-- START SUPPLIED ENTRIES --

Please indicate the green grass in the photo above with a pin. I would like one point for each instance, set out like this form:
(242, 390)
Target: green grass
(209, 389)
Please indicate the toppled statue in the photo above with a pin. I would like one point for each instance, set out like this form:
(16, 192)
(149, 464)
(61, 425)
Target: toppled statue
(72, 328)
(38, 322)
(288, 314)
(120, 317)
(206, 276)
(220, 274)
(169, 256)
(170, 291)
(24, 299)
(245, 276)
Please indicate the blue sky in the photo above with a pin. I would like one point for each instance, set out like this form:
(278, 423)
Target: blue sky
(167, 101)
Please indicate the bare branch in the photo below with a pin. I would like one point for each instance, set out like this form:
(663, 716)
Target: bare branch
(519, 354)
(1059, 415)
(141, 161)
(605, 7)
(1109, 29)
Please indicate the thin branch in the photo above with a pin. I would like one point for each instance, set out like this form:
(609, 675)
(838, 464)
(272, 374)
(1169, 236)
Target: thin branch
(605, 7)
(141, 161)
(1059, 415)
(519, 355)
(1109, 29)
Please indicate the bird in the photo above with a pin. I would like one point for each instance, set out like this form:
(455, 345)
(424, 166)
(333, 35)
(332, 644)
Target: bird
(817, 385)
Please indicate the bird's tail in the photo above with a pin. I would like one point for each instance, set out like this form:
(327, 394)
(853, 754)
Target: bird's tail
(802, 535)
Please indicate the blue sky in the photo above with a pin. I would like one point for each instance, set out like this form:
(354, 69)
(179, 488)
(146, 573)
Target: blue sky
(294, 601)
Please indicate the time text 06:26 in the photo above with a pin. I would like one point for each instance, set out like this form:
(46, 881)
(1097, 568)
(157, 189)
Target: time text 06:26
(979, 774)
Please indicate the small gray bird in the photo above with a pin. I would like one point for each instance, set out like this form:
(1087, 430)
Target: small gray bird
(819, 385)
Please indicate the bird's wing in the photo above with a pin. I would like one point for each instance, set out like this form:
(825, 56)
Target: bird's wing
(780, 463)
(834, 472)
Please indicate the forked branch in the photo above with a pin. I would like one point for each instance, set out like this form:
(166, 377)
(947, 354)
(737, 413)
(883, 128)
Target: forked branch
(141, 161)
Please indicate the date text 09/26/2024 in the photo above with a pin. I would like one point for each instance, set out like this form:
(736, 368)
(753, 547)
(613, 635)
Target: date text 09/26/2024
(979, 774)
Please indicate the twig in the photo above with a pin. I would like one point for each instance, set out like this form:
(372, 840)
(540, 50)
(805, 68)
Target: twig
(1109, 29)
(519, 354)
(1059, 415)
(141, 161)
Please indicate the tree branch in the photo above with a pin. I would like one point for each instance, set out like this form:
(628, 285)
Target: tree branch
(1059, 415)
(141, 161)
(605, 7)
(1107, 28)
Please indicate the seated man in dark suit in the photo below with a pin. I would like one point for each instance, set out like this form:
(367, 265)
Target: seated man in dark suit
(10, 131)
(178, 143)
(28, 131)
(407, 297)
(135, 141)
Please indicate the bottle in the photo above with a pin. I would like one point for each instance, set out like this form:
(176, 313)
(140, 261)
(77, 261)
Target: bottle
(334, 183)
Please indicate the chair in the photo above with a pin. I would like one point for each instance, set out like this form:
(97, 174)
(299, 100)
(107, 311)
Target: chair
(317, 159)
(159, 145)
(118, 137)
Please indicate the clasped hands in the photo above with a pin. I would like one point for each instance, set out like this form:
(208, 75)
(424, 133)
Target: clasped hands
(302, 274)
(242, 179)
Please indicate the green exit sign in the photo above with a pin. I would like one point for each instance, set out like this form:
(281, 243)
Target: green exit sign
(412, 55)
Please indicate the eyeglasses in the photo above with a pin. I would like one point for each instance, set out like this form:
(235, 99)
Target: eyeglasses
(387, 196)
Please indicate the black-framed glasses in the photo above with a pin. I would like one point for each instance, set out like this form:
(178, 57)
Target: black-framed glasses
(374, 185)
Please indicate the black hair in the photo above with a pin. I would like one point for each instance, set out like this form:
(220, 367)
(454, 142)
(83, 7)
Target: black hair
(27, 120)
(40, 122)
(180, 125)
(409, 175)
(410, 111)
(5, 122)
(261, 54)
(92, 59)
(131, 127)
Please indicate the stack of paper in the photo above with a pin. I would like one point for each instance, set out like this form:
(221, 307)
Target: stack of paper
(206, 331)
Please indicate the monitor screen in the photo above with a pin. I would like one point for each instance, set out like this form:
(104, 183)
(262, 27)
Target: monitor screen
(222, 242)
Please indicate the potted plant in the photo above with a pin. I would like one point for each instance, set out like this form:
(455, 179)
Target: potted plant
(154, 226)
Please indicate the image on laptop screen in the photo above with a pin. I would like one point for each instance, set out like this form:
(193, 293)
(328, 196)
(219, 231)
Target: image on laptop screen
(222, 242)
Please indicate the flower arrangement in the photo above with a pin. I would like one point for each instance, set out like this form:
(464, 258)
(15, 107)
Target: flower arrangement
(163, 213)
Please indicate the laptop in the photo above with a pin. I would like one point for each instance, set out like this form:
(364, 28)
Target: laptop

-- END SUPPLIED ENTRIES --

*WHAT YOU NEED TO DO*. Rewrite the listing above with "with a pin" replaced by "with a dot" throughout, leaving everything else unchanged.

*THE SOLUTION*.
Please indicate the green grass in the photo above with a dot. I would like one point for each instance, set out like this form:
(242, 390)
Target: green grass
(209, 389)
Please indicate the toppled statue in the photo above with a dot. I would like one point for each instance, set out like this form:
(16, 192)
(149, 464)
(61, 425)
Target: toppled statue
(72, 328)
(38, 322)
(288, 314)
(120, 317)
(206, 276)
(220, 274)
(169, 256)
(170, 291)
(24, 299)
(245, 276)
Please indicate the blue sky in the photo above with a dot. I would like one point for each instance, set out like this form:
(278, 423)
Target: blue sky
(167, 101)
Please indicate the bare branch in the photo below with a dot. I would like one point for each instance, set out like this form:
(663, 716)
Target: bare branch
(519, 354)
(1059, 415)
(141, 161)
(605, 7)
(1109, 29)
Please indicate the thin branch in the photo above with a dot. I would like one point for each instance, set out like this form:
(609, 675)
(838, 464)
(272, 374)
(1169, 236)
Target: thin branch
(605, 7)
(141, 161)
(1059, 415)
(519, 355)
(1109, 29)
Please indicate the bird in the photo above with a dot. I would like one point for each instance, set out like this form:
(455, 345)
(424, 166)
(333, 35)
(332, 644)
Target: bird
(817, 385)
Please indicate the bird's tail in the photo above with a dot. I would like one point for each instance, set out like this form:
(327, 394)
(853, 754)
Target: bird's tail
(802, 535)
Please indicate the blue sky in the photo above with a dot. I would like one point for each instance, set out like this form:
(354, 69)
(179, 488)
(146, 573)
Target: blue sky
(294, 601)
Please indicate the time text 06:26 in the photo above with a dot. I would like one point for each instance, set out like this form:
(46, 881)
(1097, 568)
(157, 189)
Target: time text 06:26
(979, 774)
Please indicate the small gray bird in the photo above with a dot. I would like one point for each instance, set out like this form:
(1087, 430)
Target: small gray bird
(819, 385)
Please indicate the bird's wing in the photo above with a dot. I would like one point for each instance, set out like this form:
(825, 56)
Target: bird's wing
(780, 463)
(834, 472)
Please indicate the forked branch in the photo above with a dot. I would like one point for each instance, set out like this form:
(166, 377)
(947, 354)
(737, 413)
(883, 128)
Target: forked branch
(141, 161)
Please indicate the date text 09/26/2024 in the photo above with a dot. I would like one point for each instance, set out like this form:
(736, 368)
(753, 547)
(613, 635)
Target: date text 09/26/2024
(979, 774)
Please indicate the twig in the photo above with a dot. I would like one point for each instance, set out like this form:
(372, 840)
(540, 50)
(805, 68)
Target: twig
(1109, 29)
(519, 354)
(1059, 415)
(141, 161)
Please indicate the tree branch in the photo above with a dot. I would like one point for each instance, set out like this form:
(628, 285)
Target: tree branch
(1059, 415)
(141, 161)
(605, 7)
(1107, 28)
Please indicate the seated man in dark suit in the photo below with a dot. I would like one point for each instance, set out like this form:
(367, 265)
Target: seated man in dark suit
(10, 131)
(178, 143)
(28, 131)
(407, 297)
(135, 141)
Please indicate the bottle in the photo above with a dot. I would like one point for each instance, set out like this form:
(176, 313)
(140, 261)
(77, 261)
Target: bottle
(334, 183)
Please indicate the chair in the photo above with a dot. I would like one point for each instance, set out like this form:
(97, 174)
(299, 100)
(107, 311)
Target: chair
(317, 159)
(159, 145)
(118, 137)
Please indicate the clasped hands in the photo above with a dot. I would like one point for each instance, set out like this form:
(208, 75)
(424, 133)
Target: clasped hands
(302, 274)
(242, 179)
Please indicate the green exit sign in the photo above with a dot. I would like one point for each instance, set out like this form:
(281, 243)
Target: green exit sign
(412, 55)
Please indicate the eyeglasses in the photo above with a dot. I would like one point for each instance, set out like this form:
(235, 99)
Target: eyeglasses
(387, 196)
Please indicate the black-framed glasses in the photo above with a dot. I would like one point for each instance, set out like this form:
(178, 57)
Target: black-framed glasses
(374, 185)
Please indicate the black hair in the photo above with a dot. I would like one point for each instance, set out like this form:
(220, 367)
(454, 142)
(83, 7)
Target: black hair
(27, 120)
(40, 122)
(180, 125)
(409, 175)
(410, 111)
(5, 122)
(261, 54)
(92, 59)
(131, 127)
Please indicate the stack of paper in the photo above with a dot. I would like one point for each instance, set out like this form:
(221, 307)
Target: stack of paper
(206, 331)
Please indicate the monitor screen in the photo above with a dot. I would like one point for each instance, set out like this form:
(104, 183)
(262, 27)
Target: monitor screen
(222, 242)
Please indicate the potted plant in the photo above with a dot. I would like one point for each instance, set out like this form:
(455, 179)
Target: potted plant
(154, 226)
Please indicate the image on laptop screen in the photo above with a dot. I would like one point for each instance, set out like this form:
(193, 293)
(328, 196)
(219, 231)
Target: image on laptop screen
(222, 242)
Please indicate the flower arrangement in the photo above with a dot. I would like one point for each instance, set out like this form:
(464, 258)
(15, 107)
Target: flower arrangement
(163, 213)
Please indicate the laptop in the photo above with a dot. I would like one point for each instance, set out like this form:
(364, 28)
Target: laptop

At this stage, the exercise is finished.